(Saved data entries)
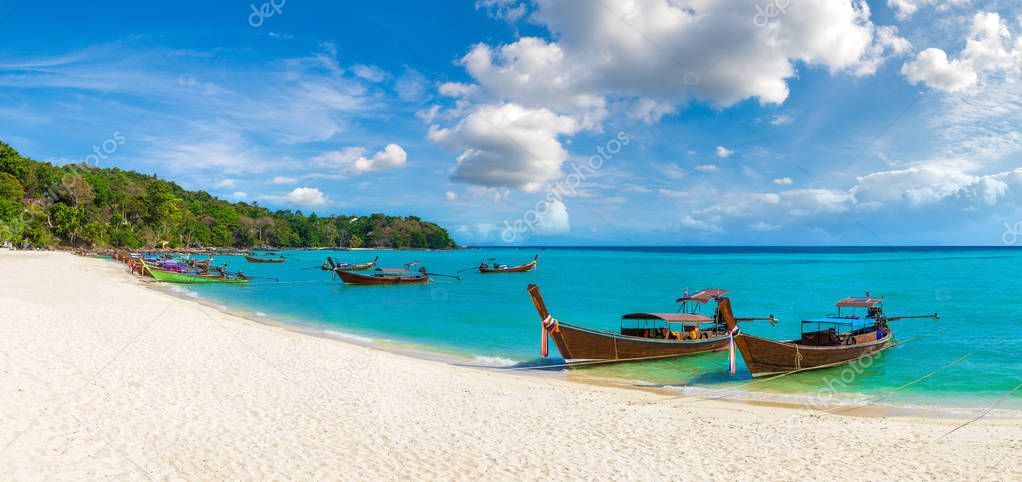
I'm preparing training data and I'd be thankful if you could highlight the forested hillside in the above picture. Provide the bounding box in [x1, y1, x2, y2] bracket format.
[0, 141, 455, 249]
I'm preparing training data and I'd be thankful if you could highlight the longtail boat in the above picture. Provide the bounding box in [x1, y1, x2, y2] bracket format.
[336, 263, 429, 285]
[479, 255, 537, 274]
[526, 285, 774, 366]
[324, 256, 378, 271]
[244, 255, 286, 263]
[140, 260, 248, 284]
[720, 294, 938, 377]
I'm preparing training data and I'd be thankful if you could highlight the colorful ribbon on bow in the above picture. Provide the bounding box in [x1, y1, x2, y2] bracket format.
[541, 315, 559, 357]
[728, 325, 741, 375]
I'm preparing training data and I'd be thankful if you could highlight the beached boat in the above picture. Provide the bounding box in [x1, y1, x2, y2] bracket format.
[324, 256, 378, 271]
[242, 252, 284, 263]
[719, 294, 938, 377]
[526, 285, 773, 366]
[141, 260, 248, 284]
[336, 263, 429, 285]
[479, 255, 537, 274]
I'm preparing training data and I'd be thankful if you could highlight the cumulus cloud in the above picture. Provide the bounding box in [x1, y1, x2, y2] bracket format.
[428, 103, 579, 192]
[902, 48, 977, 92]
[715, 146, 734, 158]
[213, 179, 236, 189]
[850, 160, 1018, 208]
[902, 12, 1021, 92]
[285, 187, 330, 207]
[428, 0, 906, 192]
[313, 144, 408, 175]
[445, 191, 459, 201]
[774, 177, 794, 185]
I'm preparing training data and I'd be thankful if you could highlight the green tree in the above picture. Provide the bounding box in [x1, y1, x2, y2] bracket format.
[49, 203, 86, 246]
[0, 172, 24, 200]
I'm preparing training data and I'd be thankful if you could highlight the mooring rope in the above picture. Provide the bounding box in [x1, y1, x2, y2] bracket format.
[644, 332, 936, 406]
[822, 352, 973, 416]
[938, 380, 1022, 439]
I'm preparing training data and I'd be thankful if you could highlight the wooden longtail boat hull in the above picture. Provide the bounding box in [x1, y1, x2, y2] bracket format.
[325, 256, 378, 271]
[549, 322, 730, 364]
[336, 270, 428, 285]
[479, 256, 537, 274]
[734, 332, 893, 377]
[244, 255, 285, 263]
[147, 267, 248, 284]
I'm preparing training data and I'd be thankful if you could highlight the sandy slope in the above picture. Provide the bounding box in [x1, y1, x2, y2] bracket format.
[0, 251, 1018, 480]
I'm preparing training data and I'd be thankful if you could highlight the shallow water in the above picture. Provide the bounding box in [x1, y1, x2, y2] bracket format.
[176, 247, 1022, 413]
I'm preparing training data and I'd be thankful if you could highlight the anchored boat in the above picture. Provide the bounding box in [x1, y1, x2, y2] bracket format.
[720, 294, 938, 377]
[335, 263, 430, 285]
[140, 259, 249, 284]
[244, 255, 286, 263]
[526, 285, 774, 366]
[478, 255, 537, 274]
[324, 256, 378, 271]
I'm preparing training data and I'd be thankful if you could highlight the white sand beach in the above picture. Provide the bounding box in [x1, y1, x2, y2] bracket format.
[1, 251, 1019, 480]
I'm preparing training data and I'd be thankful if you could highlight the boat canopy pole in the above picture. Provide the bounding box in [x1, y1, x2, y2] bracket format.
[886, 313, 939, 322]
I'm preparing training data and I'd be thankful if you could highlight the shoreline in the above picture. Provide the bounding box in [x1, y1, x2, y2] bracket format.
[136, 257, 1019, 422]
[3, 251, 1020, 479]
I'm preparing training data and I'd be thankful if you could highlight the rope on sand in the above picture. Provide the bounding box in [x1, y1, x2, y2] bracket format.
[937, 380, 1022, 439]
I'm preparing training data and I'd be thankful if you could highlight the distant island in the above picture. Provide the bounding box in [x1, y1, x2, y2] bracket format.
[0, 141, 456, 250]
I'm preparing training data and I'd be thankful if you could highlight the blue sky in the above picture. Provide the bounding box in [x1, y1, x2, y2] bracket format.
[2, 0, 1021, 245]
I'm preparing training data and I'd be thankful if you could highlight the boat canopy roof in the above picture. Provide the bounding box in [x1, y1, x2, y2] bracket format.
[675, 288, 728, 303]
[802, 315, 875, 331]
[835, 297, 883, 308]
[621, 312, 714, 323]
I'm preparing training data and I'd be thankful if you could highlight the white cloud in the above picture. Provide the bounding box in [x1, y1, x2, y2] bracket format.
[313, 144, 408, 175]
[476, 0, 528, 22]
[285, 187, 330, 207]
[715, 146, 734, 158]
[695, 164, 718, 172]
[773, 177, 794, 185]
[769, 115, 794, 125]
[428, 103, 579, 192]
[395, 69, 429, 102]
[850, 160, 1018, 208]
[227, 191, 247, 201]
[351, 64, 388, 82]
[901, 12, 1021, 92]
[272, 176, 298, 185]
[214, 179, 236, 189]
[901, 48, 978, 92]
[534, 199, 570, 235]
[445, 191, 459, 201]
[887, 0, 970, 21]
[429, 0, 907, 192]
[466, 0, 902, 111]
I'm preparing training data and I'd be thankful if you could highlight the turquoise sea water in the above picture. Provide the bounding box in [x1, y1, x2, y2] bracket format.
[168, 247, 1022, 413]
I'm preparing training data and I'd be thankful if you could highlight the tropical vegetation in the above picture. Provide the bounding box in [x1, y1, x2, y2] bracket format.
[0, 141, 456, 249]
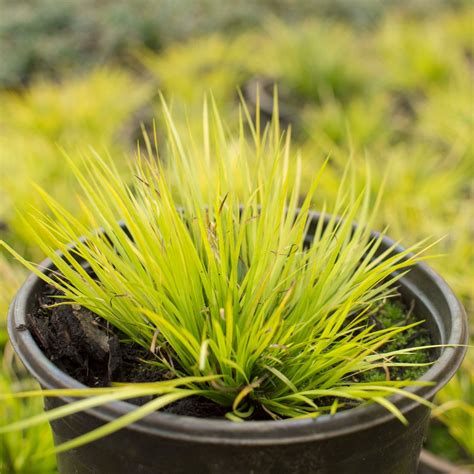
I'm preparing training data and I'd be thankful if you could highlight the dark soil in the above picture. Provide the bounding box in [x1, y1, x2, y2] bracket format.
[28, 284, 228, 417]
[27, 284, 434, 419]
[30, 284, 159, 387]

• [EXERCISE BRIEF]: The expected output is each record, copied exactly, and nothing in place of the pictures.

• [ANSWER TO THE PROBLEM]:
I'm preparing training data and I'd be thankful if you could highlight the forested hillside in the above picture. Provide the bounding box in [x1, y1, x2, y2] bracket format.
[0, 141, 455, 249]
I'm preparing training data and I'd be thankful if you could highlight the longtail boat in the above picture. Provide the bounding box in [x1, y1, x2, y2] bracket format.
[336, 263, 429, 285]
[479, 255, 537, 274]
[526, 285, 774, 366]
[324, 256, 378, 271]
[244, 255, 286, 263]
[140, 260, 248, 284]
[720, 294, 938, 377]
I'm preparing training data and I'd be thankful if you could highlight the colorful ribbon on bow in the above picture. Provide the bounding box in [x1, y1, x2, y2] bracket format.
[541, 315, 559, 357]
[728, 325, 741, 375]
I'm preparing training data and I'd be thankful if you could highlight the beached boat in the above picture. Provide the bounding box in [x1, y1, x2, y2] bracket format.
[324, 256, 378, 271]
[242, 252, 284, 263]
[719, 294, 938, 377]
[526, 285, 773, 366]
[141, 260, 248, 284]
[336, 263, 429, 285]
[479, 255, 537, 274]
I'm preparing training data and I'd be thankful if you could highlight the cumulus cloud in the above picture. Provide the bounding box in [x1, y1, x2, y2] bracket format.
[428, 103, 579, 192]
[902, 48, 977, 92]
[715, 146, 734, 158]
[213, 179, 236, 189]
[850, 160, 1018, 208]
[902, 12, 1021, 92]
[285, 187, 330, 207]
[428, 0, 906, 192]
[313, 144, 408, 175]
[445, 191, 459, 201]
[774, 177, 794, 185]
I'm preparing training data and I'd be thankful if you could highlight the green tree in the above picture. Provide the bounding box in [x1, y1, x2, y2] bracket format.
[49, 203, 86, 246]
[0, 172, 24, 200]
I'm preparing training data and I'd be thankful if you could highlight the mooring rope in the above picture. Provide the bounding box in [x1, y1, x2, y2] bracket format.
[644, 332, 936, 406]
[822, 352, 973, 416]
[938, 380, 1022, 439]
I'm preparing training data and I'd be thankful if you could highlight the wooden longtail boat hull in the above picture. Provide the bounding box in [x1, y1, x2, y2] bracket format.
[325, 256, 378, 271]
[549, 322, 730, 364]
[336, 270, 428, 285]
[479, 256, 537, 274]
[734, 332, 893, 377]
[244, 255, 285, 263]
[147, 267, 248, 284]
I'm preparing training data and I'd be thankful if you could highlight the sandy slope in the above picture. Provide the bounding box in [x1, y1, x2, y2] bracket format.
[0, 251, 1018, 480]
I'm preparing training data and I'd be thankful if you could highlight the shallow water in the above picture. Provide the bounding box in [x1, y1, x2, y2] bracket format.
[176, 247, 1022, 413]
I'm preparing training data and I'd be thankful if you could highlight the anchored boat in the above picture. Provide the bounding box in [x1, y1, x2, y2] bracket format.
[720, 294, 938, 377]
[335, 263, 430, 285]
[140, 259, 249, 284]
[244, 255, 286, 263]
[526, 285, 774, 366]
[478, 255, 537, 274]
[324, 256, 378, 271]
I'm preparing training data and I'd be thankful if you could highlight the white sand beach in the above picture. Provide the bounding box in [x1, y1, x2, y2] bracket format.
[1, 251, 1019, 480]
I'm preparing training data and I'd be thankful if you could highlight the boat canopy pole in the above picture. Provide the bounding box in [x1, y1, x2, y2] bracket format.
[886, 313, 939, 322]
I'm preparing training data and I'd be thankful if you could highlight the shoreline in the above picture. Provide the bounding box in [x1, y1, x2, y2] bracket format.
[136, 257, 1019, 422]
[3, 251, 1020, 479]
I'm preparing training data and I'd be thankful if you could highlight the rope on sand in the above picture. Provide the bounding box in [x1, y1, x2, y2] bracket format.
[937, 380, 1022, 439]
I'm preparing training data and I'd be thankful if you could highlight the distant island in the above picture. Provide the bounding box in [x1, y1, x2, y2] bracket format.
[0, 141, 456, 250]
I'm preparing training data and I'd be thankful if you could highlight the blue sky in the above picture. Provide the bounding box in [x1, y1, x2, y2] bracket format.
[2, 0, 1021, 245]
I'm preparing training data and I'd be thankful if you could highlight the boat canopy roof in the above picture. Provide the bounding box in [x1, y1, x2, y2] bracket format.
[675, 288, 728, 303]
[802, 315, 875, 331]
[835, 297, 883, 308]
[621, 312, 714, 323]
I'm preparing training data and I'd be thankful if you could highlight the white cloud in the above picture. Provide the bounding box in [x1, y1, x2, y2] bracket format.
[313, 144, 408, 175]
[476, 0, 528, 22]
[285, 187, 330, 207]
[715, 146, 734, 158]
[695, 164, 718, 172]
[773, 177, 794, 185]
[769, 115, 794, 125]
[428, 103, 579, 192]
[395, 69, 429, 102]
[850, 160, 1018, 208]
[227, 191, 247, 201]
[351, 64, 388, 82]
[901, 12, 1021, 92]
[272, 176, 298, 185]
[214, 179, 236, 189]
[901, 48, 978, 92]
[534, 199, 570, 235]
[445, 191, 459, 201]
[887, 0, 970, 21]
[429, 0, 907, 192]
[466, 0, 902, 111]
I'm preparing training data and I'd be thankful if you could highlight the turquoise sea water in the above picture. Provide the bounding box in [x1, y1, x2, y2] bracket format.
[168, 247, 1022, 413]
I'm preparing training data and I'd be thankful if you could highlight the tropical vegetation in the above picture. Provide the bounding box in [x1, y1, x2, y2] bracket format.
[0, 141, 456, 249]
I'm preparing training data and I'd be thankful if you could highlight the dark soil in the above picture. Provide the bounding box in [x1, y1, x2, y2] bracket format.
[28, 284, 228, 417]
[27, 284, 434, 419]
[30, 284, 159, 387]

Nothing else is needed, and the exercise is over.